WORK ORDER -
Could you return the data that follows exactly, minus the images?

EXTRACTED RECORDS -
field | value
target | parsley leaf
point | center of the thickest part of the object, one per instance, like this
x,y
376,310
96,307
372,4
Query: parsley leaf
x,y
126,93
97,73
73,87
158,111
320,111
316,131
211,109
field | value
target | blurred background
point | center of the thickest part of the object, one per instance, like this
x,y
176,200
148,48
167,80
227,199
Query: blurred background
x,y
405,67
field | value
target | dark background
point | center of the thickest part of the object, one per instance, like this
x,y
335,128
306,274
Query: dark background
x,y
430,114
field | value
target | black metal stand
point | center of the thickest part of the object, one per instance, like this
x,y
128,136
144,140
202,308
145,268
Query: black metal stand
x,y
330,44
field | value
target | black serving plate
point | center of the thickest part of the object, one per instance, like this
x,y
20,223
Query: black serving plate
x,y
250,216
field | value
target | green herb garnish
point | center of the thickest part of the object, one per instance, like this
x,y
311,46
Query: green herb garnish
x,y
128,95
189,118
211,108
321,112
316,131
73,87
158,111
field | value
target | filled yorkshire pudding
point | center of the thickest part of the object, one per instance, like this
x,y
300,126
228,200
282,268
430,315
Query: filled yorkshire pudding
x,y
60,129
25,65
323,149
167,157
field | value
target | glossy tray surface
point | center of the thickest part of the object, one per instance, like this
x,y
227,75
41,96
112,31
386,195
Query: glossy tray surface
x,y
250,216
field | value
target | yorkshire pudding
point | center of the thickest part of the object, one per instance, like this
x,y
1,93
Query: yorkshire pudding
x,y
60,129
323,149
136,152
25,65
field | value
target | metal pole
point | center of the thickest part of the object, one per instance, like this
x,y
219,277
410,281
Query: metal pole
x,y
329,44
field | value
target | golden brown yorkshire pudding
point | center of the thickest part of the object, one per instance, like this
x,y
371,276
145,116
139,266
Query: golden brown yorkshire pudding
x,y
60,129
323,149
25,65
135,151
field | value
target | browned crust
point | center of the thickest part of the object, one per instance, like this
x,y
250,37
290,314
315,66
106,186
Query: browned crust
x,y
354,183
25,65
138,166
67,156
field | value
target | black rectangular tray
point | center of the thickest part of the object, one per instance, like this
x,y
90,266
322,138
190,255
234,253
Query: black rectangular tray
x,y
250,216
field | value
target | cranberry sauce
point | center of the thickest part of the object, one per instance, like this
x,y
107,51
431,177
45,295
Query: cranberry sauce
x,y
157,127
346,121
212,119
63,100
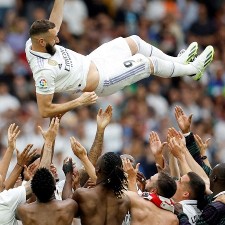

SOLVED EXERCISE -
field | value
target | parsley leaf
point | center of the thickest part of the object, one per instance, like this
x,y
376,310
96,307
372,4
Query: parsley leaf
x,y
126,93
97,73
73,87
158,111
320,111
316,131
211,109
field | value
target | blurred background
point | center of the thickest part of the object, one per instance, like this
x,y
176,200
148,48
167,80
227,199
Query: blurred background
x,y
405,67
field | value
target | dark background
point | center of the thickest part of the object, one per instance, like this
x,y
335,128
306,274
Query: dark background
x,y
430,114
field | value
target | black metal stand
point | center of the thickest part of the object, one per instance, like this
x,y
128,136
144,140
202,308
145,268
Query: black metal stand
x,y
330,44
field | value
target | black serving plate
point | center of the thickest part of the object, one per instance, like this
x,y
20,223
Query: black serving plate
x,y
250,216
field | value
target | green herb garnish
point | center of the thickest part of the object, one per instance, like this
x,y
311,46
Query: green herb garnish
x,y
128,95
189,118
211,108
321,112
316,131
73,87
158,111
field | value
target | filled yorkshire pudding
point | center of the thickest part of the object, one per instance, like this
x,y
300,126
228,200
282,268
430,315
Query: filled yorkshire pudding
x,y
60,129
25,65
323,149
167,157
field | value
target | glossy tray surface
point | center of the thickest part of the object, one per instance, like this
x,y
227,75
41,96
112,31
386,195
Query: glossy tray surface
x,y
250,216
field | value
target | yorkshire pudding
point | center of the thickest part of the object, one per instance, like this
x,y
1,93
Query: yorkshire pudding
x,y
60,129
323,149
136,152
25,65
field | value
target | metal pole
point | center of the thickest part of the object, one per instance, like this
x,y
219,277
410,281
Query: metal pole
x,y
329,44
field | value
target | golden brown yorkshire pudding
point | center of the thickest part of the object, one per instance, like this
x,y
371,276
145,116
139,266
Query: golden brown yorkshire pudding
x,y
60,129
323,149
25,65
135,151
field | value
target | browned crust
point | center of the thickest part of the object, one per instance, like this
x,y
250,37
290,314
315,66
106,186
Query: browned crust
x,y
354,183
25,65
138,166
67,156
field | value
target | black rectangular tray
point | center of the thickest part of the object, one per instance, like this
x,y
90,266
322,138
190,255
234,253
Query: black rectangular tray
x,y
250,216
field | value
target | cranberry sauce
point | center of the thickest part of the object, one per instance, like this
x,y
107,51
431,177
45,295
Query: cranberry sauce
x,y
157,127
346,121
212,119
63,100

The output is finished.